### Study text
Finished Breaking Bad? Your Friends & Neighbors Is the Dark, Addictive Fix You Need Next
Jon Hamm headlines the Apple TV series Your Friends & Neighbors, a darkly addictive ride tailor-made for fans of AMC’s Breaking Bad starring Bryan Cranston.
If you've been looking for something to fill the gaping, meth-lab-shaped hole in TV left by Breaking Bad, you’re not alone. Plenty of shows have tried to nail that magic formula of likable antihero + slow-motion self-destruction + pristine suburbia concealing rot, but they all seem to miss the point. Sure, they imitate the blue-tinted cinematography and sprinkle in a little crime, but what made Breaking Bad so compelling was the psychological tailspin—Walter White gaslighting his wife, ruining his brother-in-law’s career, clinging to that ‘doing it for my family’ nonsense. Now, finally, there’s a new show that gets it, and I can’t believe more people aren’t screaming about the obvious similarities.
Your Friends & Neighbors: The Best Bad Decisions Since Heisenberg
On Apple TV of all places, Your Friends & Neighbors is now two seasons in (with a third already locked in) and frankly, watching it is the most fun I’ve had with a self-destructing protagonist since Walt told himself 'just one cook.' This time, the story ditches the meth and the beat-up RV in favor of a country club enclave and a Maserati that our main character can’t afford to insure. It’s relatable and totally ridiculous—a uniquely American recipe for comedy and cringe at the same time.
Who Is This New Walter White?
Meet Andrew 'Coop' Cooper. He was a hedge fund guy, now he’s fired, divorced, and spending his days breaking into his neighbors’ homes in ultrarich Westmont Village to bankroll the life he refuses to surrender. Here’s what really sets Coop apart: he doesn’t have to break bad. He could, theoretically, get a regular (legal) job, downgrade the fancy car, move somewhere less blindingly expensive. But, like most people you secretly hate at your kid’s school pickup, he’d rather commit actual felonies than admit he was faking it all along. Walt had cancer; Coop has an ego bruise and a lease payment he can’t swallow.
Jon Hamm absolutely laps up this role. He plays Coop as a guy who’s honed the art of making you feel like the center of the universe—right up to the second you stop being useful to him. There’s a great line from Rotten Tomatoes: they called Coop 'an endlessly watchable avatar.' Honestly, no notes. You watch Hamm’s Coop charm everyone from therapists to security guards, case the houses of people he knows far too intimately, and convince himself over and over that he’s the master of a plan that’s visibly driving him over a cliff. It works because it’s funny and because it feels just the tiniest bit like watching a car crash in slow motion—hypnotic, uncomfortable, and hard to look away.
What’s New in Season 2?
The show leans in even harder this year. Coop is in deep, and just when he thinks he can keep the circus going, a new neighbor shows up: Owen Ashe (James Marsden, whose casting is flawless), a guy with more money, more secrets, and way more on the ball than any of Coop’s old victims. Suddenly, it’s like someone changed the rules on Coop without telling him. The whole season becomes a game between these two, but only Marsden’s character seems to know they’re not playing for pennies. If you care about numbers, Season 2 is sitting at 89% on Rotten Tomatoes—which, for those keeping score, is an upgrade from Season 1’s still-solid 79%.

### Entries supplied
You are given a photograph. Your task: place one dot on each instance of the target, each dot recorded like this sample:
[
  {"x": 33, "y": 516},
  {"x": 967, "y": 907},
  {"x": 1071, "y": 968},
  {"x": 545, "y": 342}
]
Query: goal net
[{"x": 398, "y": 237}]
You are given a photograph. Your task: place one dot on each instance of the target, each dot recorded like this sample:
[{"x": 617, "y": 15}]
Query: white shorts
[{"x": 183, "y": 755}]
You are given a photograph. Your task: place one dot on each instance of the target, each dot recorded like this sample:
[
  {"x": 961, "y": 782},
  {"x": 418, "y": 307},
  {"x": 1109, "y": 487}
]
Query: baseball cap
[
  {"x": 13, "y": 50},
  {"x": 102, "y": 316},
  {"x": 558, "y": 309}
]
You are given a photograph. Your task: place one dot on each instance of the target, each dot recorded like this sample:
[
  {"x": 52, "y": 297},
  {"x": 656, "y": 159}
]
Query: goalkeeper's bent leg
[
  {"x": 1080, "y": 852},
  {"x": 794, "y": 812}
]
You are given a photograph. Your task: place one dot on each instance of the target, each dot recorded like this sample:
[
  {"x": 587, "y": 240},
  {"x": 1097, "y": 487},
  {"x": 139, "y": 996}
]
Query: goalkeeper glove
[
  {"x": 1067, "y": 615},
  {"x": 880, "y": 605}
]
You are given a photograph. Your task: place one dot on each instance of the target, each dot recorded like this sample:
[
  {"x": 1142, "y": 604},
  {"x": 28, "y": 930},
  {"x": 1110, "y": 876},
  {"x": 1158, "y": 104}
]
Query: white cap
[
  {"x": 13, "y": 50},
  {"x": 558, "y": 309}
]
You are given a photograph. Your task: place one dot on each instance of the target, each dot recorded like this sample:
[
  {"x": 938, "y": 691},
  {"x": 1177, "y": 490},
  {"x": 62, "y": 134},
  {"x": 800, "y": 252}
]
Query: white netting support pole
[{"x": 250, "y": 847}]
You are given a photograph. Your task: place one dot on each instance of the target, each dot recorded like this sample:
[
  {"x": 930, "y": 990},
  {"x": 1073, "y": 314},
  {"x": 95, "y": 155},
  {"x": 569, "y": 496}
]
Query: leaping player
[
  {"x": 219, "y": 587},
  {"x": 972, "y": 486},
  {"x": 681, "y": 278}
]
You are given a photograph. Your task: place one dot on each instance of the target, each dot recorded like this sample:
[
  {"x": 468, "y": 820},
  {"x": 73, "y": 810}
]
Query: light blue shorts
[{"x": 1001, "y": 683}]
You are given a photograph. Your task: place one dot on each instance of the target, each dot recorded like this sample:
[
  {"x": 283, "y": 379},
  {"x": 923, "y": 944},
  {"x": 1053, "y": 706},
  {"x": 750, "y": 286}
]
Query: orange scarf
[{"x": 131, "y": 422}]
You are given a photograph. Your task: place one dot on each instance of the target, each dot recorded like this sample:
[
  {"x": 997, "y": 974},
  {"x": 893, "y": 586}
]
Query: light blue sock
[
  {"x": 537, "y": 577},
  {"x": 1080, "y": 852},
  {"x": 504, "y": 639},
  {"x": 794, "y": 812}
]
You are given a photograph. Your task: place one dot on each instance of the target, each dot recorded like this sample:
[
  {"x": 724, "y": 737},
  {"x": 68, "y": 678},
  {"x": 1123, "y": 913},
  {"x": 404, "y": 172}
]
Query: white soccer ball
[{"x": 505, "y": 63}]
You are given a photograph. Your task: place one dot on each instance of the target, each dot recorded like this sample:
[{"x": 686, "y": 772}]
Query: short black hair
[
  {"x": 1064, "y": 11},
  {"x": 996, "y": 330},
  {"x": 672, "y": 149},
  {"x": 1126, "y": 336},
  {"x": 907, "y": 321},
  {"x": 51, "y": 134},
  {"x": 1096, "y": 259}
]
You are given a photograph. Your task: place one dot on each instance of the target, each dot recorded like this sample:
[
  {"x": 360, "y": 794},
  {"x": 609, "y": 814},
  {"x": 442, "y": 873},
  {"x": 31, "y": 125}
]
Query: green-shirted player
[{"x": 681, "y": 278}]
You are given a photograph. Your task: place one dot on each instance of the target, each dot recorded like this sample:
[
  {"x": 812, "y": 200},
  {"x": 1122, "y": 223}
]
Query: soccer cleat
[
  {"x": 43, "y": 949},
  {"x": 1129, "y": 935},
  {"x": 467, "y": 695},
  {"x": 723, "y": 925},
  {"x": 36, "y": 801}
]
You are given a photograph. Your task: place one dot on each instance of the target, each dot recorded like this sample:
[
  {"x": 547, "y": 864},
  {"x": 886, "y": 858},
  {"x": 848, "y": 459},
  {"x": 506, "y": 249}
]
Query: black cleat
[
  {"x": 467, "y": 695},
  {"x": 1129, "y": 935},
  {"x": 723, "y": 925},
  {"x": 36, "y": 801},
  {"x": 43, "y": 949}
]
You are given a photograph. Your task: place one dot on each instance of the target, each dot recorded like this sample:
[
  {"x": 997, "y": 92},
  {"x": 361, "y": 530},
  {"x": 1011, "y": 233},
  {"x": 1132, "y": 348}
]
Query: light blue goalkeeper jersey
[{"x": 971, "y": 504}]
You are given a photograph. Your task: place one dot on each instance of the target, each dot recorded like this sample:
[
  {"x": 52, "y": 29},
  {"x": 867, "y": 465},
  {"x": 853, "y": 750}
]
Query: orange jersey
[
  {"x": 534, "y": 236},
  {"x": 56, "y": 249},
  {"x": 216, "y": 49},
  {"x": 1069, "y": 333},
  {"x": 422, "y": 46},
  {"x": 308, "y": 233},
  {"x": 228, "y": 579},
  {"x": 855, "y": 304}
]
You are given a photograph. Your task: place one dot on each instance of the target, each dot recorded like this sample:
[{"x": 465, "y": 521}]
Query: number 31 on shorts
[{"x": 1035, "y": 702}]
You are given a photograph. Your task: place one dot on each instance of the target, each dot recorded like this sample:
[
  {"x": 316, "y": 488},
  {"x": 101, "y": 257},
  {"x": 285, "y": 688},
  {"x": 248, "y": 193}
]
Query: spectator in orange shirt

### Work order 1
What is the Spanish translation of the sentence "Suddenly, it’s like someone changed the rules on Coop without telling him." from the Your Friends & Neighbors review?
### Work order 2
Could you rewrite the passage of the Your Friends & Neighbors review that begins at the words "Who Is This" and stops after "he can’t swallow.", swapping "hedge fund guy" for "bank executive"?
The material has no connection to the article.

### Response 1
De repente, es como si alguien le hubiera cambiado las reglas a Coop sin decírselo.

### Response 2
Who Is This New Walter White?
Meet Andrew 'Coop' Cooper. He was a bank executive, now he’s fired, divorced, and spending his days breaking into his neighbors’ homes in ultrarich Westmont Village to bankroll the life he refuses to surrender. Here’s what really sets Coop apart: he doesn’t have to break bad. He could, theoretically, get a regular (legal) job, downgrade the fancy car, move somewhere less blindingly expensive. But, like most people you secretly hate at your kid’s school pickup, he’d rather commit actual felonies than admit he was faking it all along. Walt had cancer; Coop has an ego bruise and a lease payment he can’t swallow.